== WHAT TO DO ==
Can you render every one of the lines below as a Markdown table with two columns, No. and Line Text, numbering each row and leaving out any blank lines?

**********

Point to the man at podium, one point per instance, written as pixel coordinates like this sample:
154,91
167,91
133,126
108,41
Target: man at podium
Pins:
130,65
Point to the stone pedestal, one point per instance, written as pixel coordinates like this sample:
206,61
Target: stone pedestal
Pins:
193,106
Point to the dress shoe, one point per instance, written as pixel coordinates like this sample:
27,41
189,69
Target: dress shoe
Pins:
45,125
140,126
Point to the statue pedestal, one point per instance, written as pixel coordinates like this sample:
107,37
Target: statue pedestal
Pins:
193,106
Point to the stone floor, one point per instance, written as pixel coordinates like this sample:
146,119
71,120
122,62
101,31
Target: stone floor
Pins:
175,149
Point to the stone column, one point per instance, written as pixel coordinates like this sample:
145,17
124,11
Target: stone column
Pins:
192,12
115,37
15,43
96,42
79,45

**********

== SOLUTION ==
| No. | Line Text |
|---|---|
| 1 | Point to the man at podium, one point per instance, written as pixel coordinates like this sample: |
| 2 | 154,91 |
| 3 | 167,91 |
| 4 | 133,126 |
| 5 | 108,41 |
| 6 | Target: man at podium |
| 7 | Pins: |
| 8 | 130,65 |
| 9 | Point to the stone pedestal, one point per instance, written as pixel coordinates like this sample: |
| 10 | 206,61 |
| 11 | Target: stone pedestal |
| 12 | Pins: |
| 13 | 193,106 |
| 14 | Point to the dress shoe, one point per instance, written as pixel coordinates like this sample: |
| 15 | 27,41 |
| 16 | 189,69 |
| 17 | Target: dress shoe |
| 18 | Pins: |
| 19 | 45,125 |
| 20 | 140,126 |
| 21 | Point to the statue pedestal, one point per instance, written as pixel coordinates like this sample: |
| 22 | 107,37 |
| 23 | Target: statue pedestal |
| 24 | Pins: |
| 25 | 193,106 |
| 26 | Point to the stone floor, one point per instance, written as pixel coordinates like this sample: |
| 27 | 146,119 |
| 28 | 71,120 |
| 29 | 122,62 |
| 30 | 101,31 |
| 31 | Target: stone floor |
| 32 | Pins: |
| 33 | 175,149 |
| 34 | Point to the stone column, one point per instance, written as pixel coordinates like this sample: |
| 35 | 145,17 |
| 36 | 124,11 |
| 37 | Target: stone column |
| 38 | Pins: |
| 39 | 192,12 |
| 40 | 115,37 |
| 41 | 15,43 |
| 42 | 96,42 |
| 43 | 79,45 |